• [Tasks to carry out]
- a) Duplicate everything in the debate excerpt from "I also oppose" down to "the Bill unworkable.".
- b) According to the debate excerpt, what would Amendment 20 allow?

• [Study text]

■ ■ ■ ■ ■ ■ ■

(2 days, 15 hours ago)
Commons ChamberThank you, Madam Deputy Speaker. I am addressing new clause 13, which provides the strict regulation of life-ending substances and self-administering devices. That means there will be transparency about what substances are used and how they are stored, prescribed and delivered. We owe it to patients, clinicians and the public to ensure that every part of the process is governed by clinical standards and ethical safeguards. For those physically unable to swallow or self-ingest, the new clause ensures that devices to support self-administration can be safely used. Without that, we risk creating a system that excludes some of the very people it is meant to support.
While we must regulate the system properly, we must also reject amendments that would undermine or stall the Bill’s delivery. Amendment 19 proposes adding suicide prevention, the Mental Health Act and deprivation of liberty safeguards to the code of practice. As the Minister who put much of that legislation through, those are really important topics for me, but this is not the legislation to address them. Let us keep the code focused on the Bill’s core function of ensuring a safe, consistent and compassionate assisted dying process.
Amendment 20 would allow non-adherence to the code to be used in civil or criminal proceedings. That is not appropriate. Guidance is meant to help professionals navigate difficult decisions, not become a legal trap. If clinicians act negligently, existing law already applies. We should not be creating new liabilities for those acting in good faith in very difficult conditions.
I also oppose amendments 97 and 27, which would require the MHRA to license drugs specifically for assisted dying and the National Institute for Health and Care Excellence to recommend them. That would make the Bill unworkable.
Does the hon. Member share my concern that the impact assessment associated with the Bill says:
“The safety and efficacy of those substances used for assisted dying is currently difficult to assess”?

■ ■ ■ ■ ■ ■ ■

• [Extracted data]
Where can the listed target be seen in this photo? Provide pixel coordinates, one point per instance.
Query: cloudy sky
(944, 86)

■ ■ ■ ■ ■ ■ ■

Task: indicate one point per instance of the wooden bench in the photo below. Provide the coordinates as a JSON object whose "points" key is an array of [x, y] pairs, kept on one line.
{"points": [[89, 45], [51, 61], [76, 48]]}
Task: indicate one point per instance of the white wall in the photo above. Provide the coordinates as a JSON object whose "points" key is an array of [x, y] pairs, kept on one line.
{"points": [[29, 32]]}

■ ■ ■ ■ ■ ■ ■

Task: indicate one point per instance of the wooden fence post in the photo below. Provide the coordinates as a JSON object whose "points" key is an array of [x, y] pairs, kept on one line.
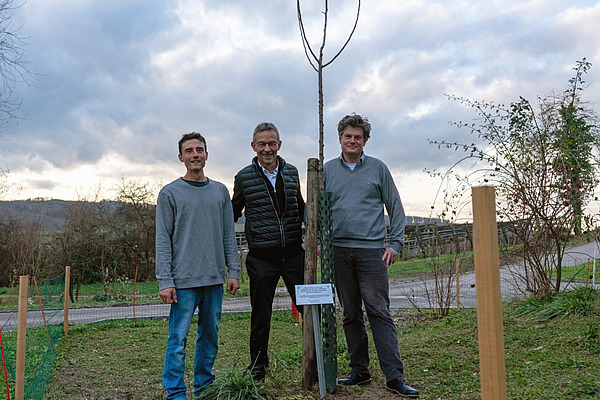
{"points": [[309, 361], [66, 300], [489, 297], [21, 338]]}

■ ■ ■ ■ ■ ■ ■

• [Outputs for the tasks]
- a)
I also oppose amendments 97 and 27, which would require the MHRA to license drugs specifically for assisted dying and the National Institute for Health and Care Excellence to recommend them. That would make the Bill unworkable.

- b) It would allow non-adherence to the code to be used in civil or criminal proceedings.